● **Description of the task**: With the pictures left out, copy the listing below exactly.

● **Excerpted records**:
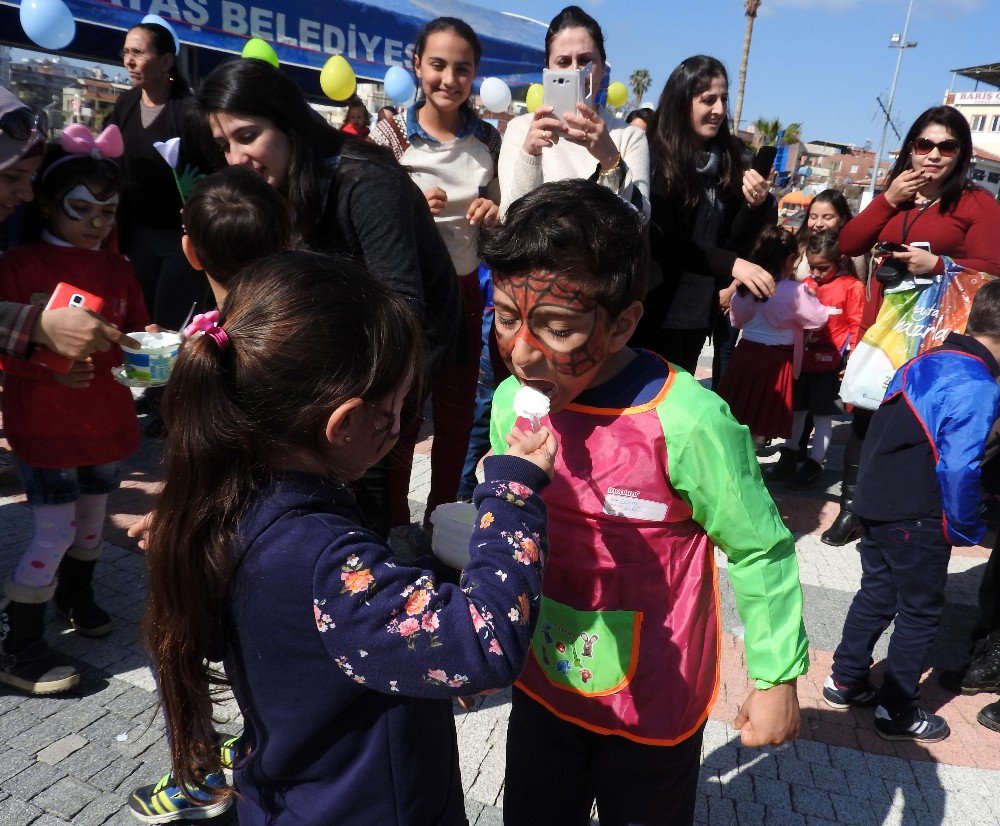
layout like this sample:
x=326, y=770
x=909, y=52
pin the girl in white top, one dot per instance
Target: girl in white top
x=452, y=155
x=592, y=144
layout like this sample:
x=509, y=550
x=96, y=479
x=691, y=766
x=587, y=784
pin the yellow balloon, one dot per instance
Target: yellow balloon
x=337, y=79
x=617, y=94
x=260, y=50
x=535, y=96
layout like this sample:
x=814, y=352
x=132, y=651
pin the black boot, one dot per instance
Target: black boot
x=784, y=467
x=75, y=595
x=846, y=527
x=26, y=662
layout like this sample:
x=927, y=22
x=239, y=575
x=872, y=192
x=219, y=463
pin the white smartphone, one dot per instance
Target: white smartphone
x=563, y=89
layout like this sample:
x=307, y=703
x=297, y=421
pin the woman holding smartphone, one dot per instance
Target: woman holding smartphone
x=707, y=210
x=590, y=143
x=929, y=201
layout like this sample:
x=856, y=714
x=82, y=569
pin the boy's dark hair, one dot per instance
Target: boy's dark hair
x=234, y=217
x=984, y=317
x=576, y=229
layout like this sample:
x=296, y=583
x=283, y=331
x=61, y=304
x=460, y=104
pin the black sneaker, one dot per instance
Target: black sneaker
x=990, y=716
x=844, y=696
x=916, y=725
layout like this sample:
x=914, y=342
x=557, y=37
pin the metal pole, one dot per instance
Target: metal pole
x=892, y=95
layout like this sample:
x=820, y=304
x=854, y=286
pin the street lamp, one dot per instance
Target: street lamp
x=896, y=41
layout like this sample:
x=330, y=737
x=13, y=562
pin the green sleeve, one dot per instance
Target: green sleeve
x=713, y=467
x=502, y=416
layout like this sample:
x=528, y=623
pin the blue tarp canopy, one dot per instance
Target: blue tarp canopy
x=371, y=34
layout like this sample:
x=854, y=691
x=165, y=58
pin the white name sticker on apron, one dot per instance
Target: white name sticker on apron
x=632, y=507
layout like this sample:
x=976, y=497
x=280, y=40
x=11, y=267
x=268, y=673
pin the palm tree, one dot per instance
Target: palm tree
x=751, y=12
x=767, y=131
x=639, y=82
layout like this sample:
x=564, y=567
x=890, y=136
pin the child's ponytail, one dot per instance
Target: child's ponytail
x=300, y=334
x=773, y=248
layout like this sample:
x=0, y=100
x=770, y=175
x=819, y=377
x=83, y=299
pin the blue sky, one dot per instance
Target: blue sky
x=820, y=62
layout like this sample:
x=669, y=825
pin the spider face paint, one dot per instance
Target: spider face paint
x=552, y=336
x=82, y=219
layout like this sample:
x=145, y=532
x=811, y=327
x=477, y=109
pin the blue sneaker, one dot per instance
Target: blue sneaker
x=840, y=696
x=164, y=802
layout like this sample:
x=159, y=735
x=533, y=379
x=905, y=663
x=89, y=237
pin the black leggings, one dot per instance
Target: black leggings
x=555, y=771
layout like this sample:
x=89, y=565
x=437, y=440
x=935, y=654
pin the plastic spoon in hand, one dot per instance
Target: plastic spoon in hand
x=532, y=405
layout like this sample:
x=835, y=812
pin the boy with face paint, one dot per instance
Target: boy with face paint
x=69, y=431
x=652, y=472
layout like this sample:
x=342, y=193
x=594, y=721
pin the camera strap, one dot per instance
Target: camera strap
x=908, y=225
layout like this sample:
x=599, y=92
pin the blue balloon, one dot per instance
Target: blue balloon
x=48, y=23
x=399, y=85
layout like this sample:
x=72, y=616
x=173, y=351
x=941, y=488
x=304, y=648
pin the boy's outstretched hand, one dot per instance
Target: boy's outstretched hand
x=769, y=717
x=538, y=448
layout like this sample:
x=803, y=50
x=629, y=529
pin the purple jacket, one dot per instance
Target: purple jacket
x=344, y=662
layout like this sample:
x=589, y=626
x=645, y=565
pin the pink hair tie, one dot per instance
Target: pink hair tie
x=208, y=324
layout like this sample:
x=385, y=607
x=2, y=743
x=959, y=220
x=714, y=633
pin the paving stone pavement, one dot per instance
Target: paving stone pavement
x=75, y=758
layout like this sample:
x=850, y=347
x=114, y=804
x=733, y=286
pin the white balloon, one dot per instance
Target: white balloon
x=495, y=94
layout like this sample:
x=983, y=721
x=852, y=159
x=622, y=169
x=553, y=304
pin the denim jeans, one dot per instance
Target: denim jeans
x=479, y=438
x=904, y=566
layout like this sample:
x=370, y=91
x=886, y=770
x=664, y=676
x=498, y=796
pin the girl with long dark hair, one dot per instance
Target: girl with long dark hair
x=348, y=197
x=707, y=209
x=452, y=155
x=343, y=661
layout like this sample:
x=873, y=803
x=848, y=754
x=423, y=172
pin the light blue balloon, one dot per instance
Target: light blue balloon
x=48, y=23
x=399, y=86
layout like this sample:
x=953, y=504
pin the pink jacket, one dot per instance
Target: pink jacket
x=792, y=307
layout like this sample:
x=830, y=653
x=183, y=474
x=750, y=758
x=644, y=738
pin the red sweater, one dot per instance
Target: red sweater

● **Your solution**:
layout like this sample:
x=326, y=770
x=909, y=52
pin the girl in white top, one dot per instance
Target: girl in white top
x=452, y=155
x=592, y=144
layout like this sample:
x=509, y=550
x=96, y=479
x=691, y=766
x=587, y=784
pin the yellow balloon, one dot per instance
Target: yellow balloon
x=337, y=79
x=617, y=94
x=260, y=50
x=535, y=96
layout like this sample:
x=814, y=352
x=132, y=651
pin the black boot, one dot per instance
Target: black boot
x=784, y=467
x=75, y=595
x=846, y=527
x=26, y=662
layout like this sample:
x=927, y=22
x=239, y=575
x=872, y=192
x=219, y=463
pin the white smartphone, one dot per instance
Target: white smartphone
x=563, y=89
layout like this sample:
x=307, y=703
x=297, y=421
pin the woman holding smartphone, one dot per instance
Target: woman holding smartphone
x=707, y=210
x=590, y=143
x=929, y=201
layout like this sample:
x=856, y=714
x=82, y=569
pin the boy's dark hair, one dot per instance
Target: boy's dark hair
x=234, y=217
x=984, y=317
x=576, y=229
layout like this sample:
x=296, y=583
x=283, y=331
x=61, y=304
x=460, y=104
pin the black sneaker, one dot per instance
Target: black sneaker
x=990, y=716
x=844, y=696
x=916, y=725
layout like this sample:
x=914, y=342
x=557, y=37
pin the metal pole, one dot per instance
Target: metal pole
x=892, y=95
layout like this sample:
x=820, y=304
x=854, y=286
pin the street lamp, one dot per instance
Target: street lamp
x=896, y=41
layout like this sample:
x=330, y=737
x=13, y=562
pin the green sleeve, one dot per instance
Target: green sleeve
x=713, y=467
x=502, y=416
layout like this sample:
x=528, y=623
pin the blue tarp canopy, one dot per instance
Target: blue tarp canopy
x=371, y=34
layout like this sample:
x=854, y=691
x=165, y=58
pin the white name sticker on apron, one dot per instance
Target: white name sticker on apron
x=632, y=507
layout like this sample:
x=976, y=497
x=280, y=40
x=11, y=267
x=268, y=673
pin the palm tree, one dot per instance
Target: palm tree
x=751, y=12
x=767, y=131
x=639, y=82
layout like this sample:
x=564, y=567
x=890, y=136
pin the child's ponytail, one dot per instance
Target: child's ponytail
x=300, y=334
x=773, y=248
layout like this sample:
x=0, y=100
x=770, y=175
x=819, y=377
x=83, y=299
pin the blue sky, one dot per instance
Target: blue sky
x=820, y=62
layout like this sample:
x=669, y=825
pin the spider face paint, one dot per instance
Target: spider face paint
x=552, y=336
x=82, y=219
layout like this sample:
x=145, y=532
x=811, y=327
x=477, y=109
pin the blue sneaker, one dot per instance
Target: blue sneaker
x=840, y=696
x=164, y=802
layout like this sample:
x=159, y=735
x=533, y=379
x=905, y=663
x=89, y=237
pin the black leggings, one dot per instance
Target: black leggings
x=555, y=771
layout like this sample:
x=89, y=565
x=437, y=440
x=935, y=654
pin the plastic spoon in hand, one dot per instance
Target: plastic spoon in hand
x=532, y=405
layout like this sample:
x=835, y=812
pin the boy with face paint, one dot per instance
Target: boy with face paint
x=69, y=431
x=652, y=472
layout like this sample:
x=342, y=193
x=594, y=721
pin the camera strap, one dot per instance
Target: camera strap
x=908, y=225
layout like this sample:
x=599, y=92
pin the blue balloon, one dot per instance
Target: blue balloon
x=48, y=23
x=399, y=85
layout like this sample:
x=72, y=616
x=173, y=351
x=941, y=488
x=304, y=648
pin the boy's outstretched hand, one dot per instance
Target: boy's outstretched hand
x=769, y=717
x=538, y=448
layout like this sample:
x=803, y=50
x=629, y=529
pin the purple jacket, one dot per instance
Target: purple jacket
x=344, y=662
layout like this sample:
x=589, y=626
x=645, y=565
pin the pink hair tie, one dot per instance
Target: pink hair tie
x=208, y=324
layout like this sample:
x=385, y=607
x=2, y=743
x=959, y=220
x=714, y=633
pin the paving stone pavement, one dot per instance
Target: paving stone pavement
x=75, y=758
layout like this sample:
x=850, y=347
x=114, y=804
x=733, y=286
pin the white balloon, one dot per instance
Target: white balloon
x=495, y=94
layout like this sample:
x=983, y=721
x=852, y=159
x=622, y=169
x=553, y=304
pin the denim jeans, one dot per instance
Target: denim jeans
x=479, y=438
x=904, y=566
layout like this sample:
x=370, y=91
x=886, y=770
x=664, y=676
x=498, y=796
pin the girl with long dark hair, one dot per instance
Target: girl with long dark hair
x=348, y=197
x=707, y=209
x=452, y=155
x=343, y=661
layout like this sample:
x=873, y=803
x=848, y=754
x=423, y=172
pin the light blue balloon, one dot per instance
Target: light blue balloon
x=48, y=23
x=399, y=86
layout like this sample:
x=953, y=504
pin the pink jacket, one dot per instance
Target: pink jacket
x=792, y=307
layout like this sample:
x=830, y=653
x=183, y=474
x=750, y=758
x=644, y=738
pin the red sweater, one dot per instance
Target: red sweater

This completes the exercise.